- Problem description
Repeat exactly, and only, the lines below starting at the line that contains "phrase -- blurred foliage" and ending at the line that contains "phrase -- gray metal pipe", inclusive of both.

- Data extracted from a collection
_ _ _ _ _

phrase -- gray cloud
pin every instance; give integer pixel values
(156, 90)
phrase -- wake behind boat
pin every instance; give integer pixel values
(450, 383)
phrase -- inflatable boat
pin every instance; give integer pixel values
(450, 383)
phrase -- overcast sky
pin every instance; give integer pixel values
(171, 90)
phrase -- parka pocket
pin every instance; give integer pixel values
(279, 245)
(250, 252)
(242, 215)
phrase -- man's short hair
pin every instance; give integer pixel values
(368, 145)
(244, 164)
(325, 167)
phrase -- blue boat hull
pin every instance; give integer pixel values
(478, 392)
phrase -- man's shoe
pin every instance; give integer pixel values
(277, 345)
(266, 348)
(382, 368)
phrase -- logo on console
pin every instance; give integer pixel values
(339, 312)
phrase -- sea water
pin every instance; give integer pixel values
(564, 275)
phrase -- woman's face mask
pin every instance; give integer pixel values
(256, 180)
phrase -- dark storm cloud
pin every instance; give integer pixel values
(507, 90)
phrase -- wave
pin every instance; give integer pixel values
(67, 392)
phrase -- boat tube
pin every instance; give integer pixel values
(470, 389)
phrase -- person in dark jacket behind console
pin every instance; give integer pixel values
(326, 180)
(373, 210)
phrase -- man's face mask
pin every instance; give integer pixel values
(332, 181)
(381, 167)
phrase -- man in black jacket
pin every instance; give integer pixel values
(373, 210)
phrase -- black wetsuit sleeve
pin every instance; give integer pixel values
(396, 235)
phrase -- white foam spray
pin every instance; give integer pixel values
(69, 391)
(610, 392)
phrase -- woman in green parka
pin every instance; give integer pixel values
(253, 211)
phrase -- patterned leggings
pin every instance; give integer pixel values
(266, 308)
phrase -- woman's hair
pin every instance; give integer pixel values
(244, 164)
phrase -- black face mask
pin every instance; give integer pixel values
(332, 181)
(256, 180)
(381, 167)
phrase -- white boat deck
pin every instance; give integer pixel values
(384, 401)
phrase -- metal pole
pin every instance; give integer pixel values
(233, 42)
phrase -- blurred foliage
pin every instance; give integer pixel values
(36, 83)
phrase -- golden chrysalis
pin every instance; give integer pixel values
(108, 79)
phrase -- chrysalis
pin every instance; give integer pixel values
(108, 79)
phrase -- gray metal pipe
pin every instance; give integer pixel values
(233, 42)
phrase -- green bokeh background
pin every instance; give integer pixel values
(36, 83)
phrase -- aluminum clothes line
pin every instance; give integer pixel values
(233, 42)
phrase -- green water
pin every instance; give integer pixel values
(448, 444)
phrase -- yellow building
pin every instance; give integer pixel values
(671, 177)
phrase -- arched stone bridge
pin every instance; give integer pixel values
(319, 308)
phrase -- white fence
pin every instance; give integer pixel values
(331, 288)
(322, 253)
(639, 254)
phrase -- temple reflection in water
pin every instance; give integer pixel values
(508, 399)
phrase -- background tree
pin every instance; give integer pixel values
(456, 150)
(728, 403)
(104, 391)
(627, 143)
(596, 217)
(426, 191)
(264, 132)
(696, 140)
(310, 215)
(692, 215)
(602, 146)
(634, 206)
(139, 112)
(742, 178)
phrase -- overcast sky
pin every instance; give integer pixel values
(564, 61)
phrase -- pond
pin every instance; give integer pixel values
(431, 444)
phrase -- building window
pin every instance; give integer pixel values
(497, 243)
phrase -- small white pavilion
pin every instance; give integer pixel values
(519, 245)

_ _ _ _ _

- Written response
phrase -- blurred foliage
pin every instance; give integer pixel values
(36, 83)
phrase -- golden chrysalis
pin every instance; give integer pixel values
(108, 79)
phrase -- chrysalis
pin every instance; give integer pixel values
(108, 79)
phrase -- gray metal pipe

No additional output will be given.